### TO DO
Reproduce the entries below line for line, without any change, but omit the pictures from your copy.

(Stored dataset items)
======

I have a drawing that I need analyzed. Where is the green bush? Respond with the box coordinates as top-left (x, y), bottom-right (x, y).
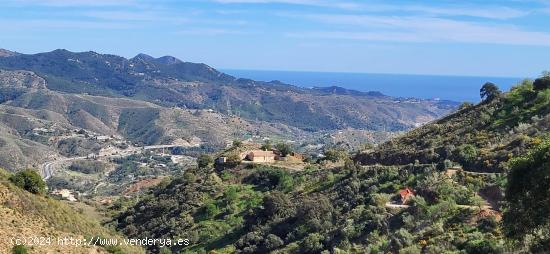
top-left (197, 154), bottom-right (214, 168)
top-left (9, 169), bottom-right (46, 194)
top-left (11, 245), bottom-right (29, 254)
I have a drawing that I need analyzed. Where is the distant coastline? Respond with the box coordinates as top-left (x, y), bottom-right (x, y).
top-left (221, 69), bottom-right (523, 102)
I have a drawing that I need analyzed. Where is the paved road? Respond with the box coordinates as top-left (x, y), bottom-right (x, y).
top-left (40, 145), bottom-right (177, 180)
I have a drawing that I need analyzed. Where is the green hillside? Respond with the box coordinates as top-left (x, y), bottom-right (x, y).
top-left (0, 169), bottom-right (143, 253)
top-left (355, 78), bottom-right (550, 172)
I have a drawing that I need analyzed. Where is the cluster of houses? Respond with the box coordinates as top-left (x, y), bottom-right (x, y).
top-left (216, 150), bottom-right (302, 164)
top-left (51, 189), bottom-right (78, 202)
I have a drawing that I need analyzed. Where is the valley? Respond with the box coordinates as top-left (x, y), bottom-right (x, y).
top-left (0, 50), bottom-right (550, 253)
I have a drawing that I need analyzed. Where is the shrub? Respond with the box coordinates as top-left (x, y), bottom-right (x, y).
top-left (11, 245), bottom-right (29, 254)
top-left (197, 154), bottom-right (214, 168)
top-left (276, 143), bottom-right (292, 157)
top-left (458, 144), bottom-right (477, 163)
top-left (9, 169), bottom-right (46, 194)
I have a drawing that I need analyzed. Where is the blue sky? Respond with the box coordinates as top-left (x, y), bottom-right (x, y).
top-left (0, 0), bottom-right (550, 77)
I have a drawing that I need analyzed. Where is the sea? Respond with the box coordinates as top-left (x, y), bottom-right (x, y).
top-left (222, 69), bottom-right (524, 102)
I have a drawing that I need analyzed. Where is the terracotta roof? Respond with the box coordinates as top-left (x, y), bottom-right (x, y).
top-left (250, 150), bottom-right (275, 157)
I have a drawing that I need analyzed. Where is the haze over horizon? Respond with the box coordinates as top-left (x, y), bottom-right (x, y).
top-left (0, 0), bottom-right (550, 77)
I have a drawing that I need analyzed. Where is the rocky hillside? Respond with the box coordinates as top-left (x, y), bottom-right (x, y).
top-left (0, 168), bottom-right (143, 253)
top-left (355, 77), bottom-right (550, 172)
top-left (0, 50), bottom-right (457, 131)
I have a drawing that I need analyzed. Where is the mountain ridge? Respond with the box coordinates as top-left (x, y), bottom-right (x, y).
top-left (0, 49), bottom-right (458, 131)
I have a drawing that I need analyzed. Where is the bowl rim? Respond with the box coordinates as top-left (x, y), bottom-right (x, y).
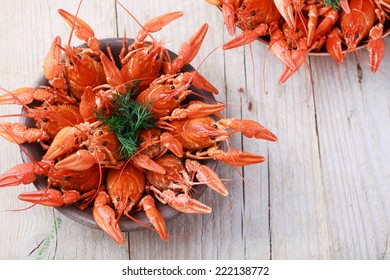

======

### WRITTEN SOLUTION
I have a drawing that I need analyzed. Where is the green bush? Respond with the box coordinates as top-left (x, y), bottom-right (x, y).
top-left (197, 154), bottom-right (214, 168)
top-left (9, 169), bottom-right (46, 194)
top-left (11, 245), bottom-right (29, 254)
I have a drawing that I need analyzed. Where is the distant coastline? Respond with the box coordinates as top-left (x, y), bottom-right (x, y).
top-left (221, 69), bottom-right (523, 102)
I have a drawing that I need analyzed. Where is the paved road? Respond with the box coordinates as top-left (x, y), bottom-right (x, y).
top-left (40, 145), bottom-right (177, 180)
I have a drawing that I need analyzed. Where is the green hillside? Respond with the box coordinates as top-left (x, y), bottom-right (x, y).
top-left (0, 169), bottom-right (143, 253)
top-left (355, 78), bottom-right (550, 172)
I have a drawing that I need analyzed. Where is the cluster of houses? Respond with the box coordinates as top-left (x, y), bottom-right (x, y).
top-left (216, 150), bottom-right (302, 164)
top-left (51, 189), bottom-right (78, 202)
I have a drawing that I need analyzed. Where is the valley? Respond with the box coordinates as top-left (x, y), bottom-right (x, y).
top-left (0, 50), bottom-right (550, 253)
I have a drawing that I need analyzed. Where is the shrub? Respond with the box coordinates as top-left (x, y), bottom-right (x, y).
top-left (11, 245), bottom-right (29, 254)
top-left (197, 154), bottom-right (214, 168)
top-left (276, 143), bottom-right (292, 157)
top-left (458, 144), bottom-right (477, 163)
top-left (9, 169), bottom-right (46, 194)
I have a drawing that I need analyzed. Where is the blue sky? Respond with the box coordinates as top-left (x, y), bottom-right (x, y).
top-left (0, 0), bottom-right (550, 77)
I have a drawing that I need analyzed. Where is the sea? Respond with the box coordinates as top-left (x, y), bottom-right (x, y).
top-left (222, 69), bottom-right (524, 102)
I have a drawing that I need analyzed. Where is the terracotta roof? Respond with the box coordinates as top-left (x, y), bottom-right (x, y).
top-left (250, 150), bottom-right (275, 157)
I have a drawing that I need analyzed. Where is the haze over horizon? Respond with the box coordinates as top-left (x, y), bottom-right (x, y).
top-left (0, 0), bottom-right (550, 77)
I have a drawing that I need analyzed. Where is the rocky hillside? Respond with the box coordinates as top-left (x, y), bottom-right (x, y).
top-left (0, 168), bottom-right (143, 253)
top-left (355, 77), bottom-right (550, 172)
top-left (0, 50), bottom-right (457, 131)
I have a drawing that I need analyzed. Where is the mountain ridge? Respond with the box coordinates as top-left (x, y), bottom-right (x, y).
top-left (0, 49), bottom-right (458, 131)
I have a drawing that I need analyzed. Where is the bowl rim? Respond with the box coordinates as top-left (x, y), bottom-right (x, y).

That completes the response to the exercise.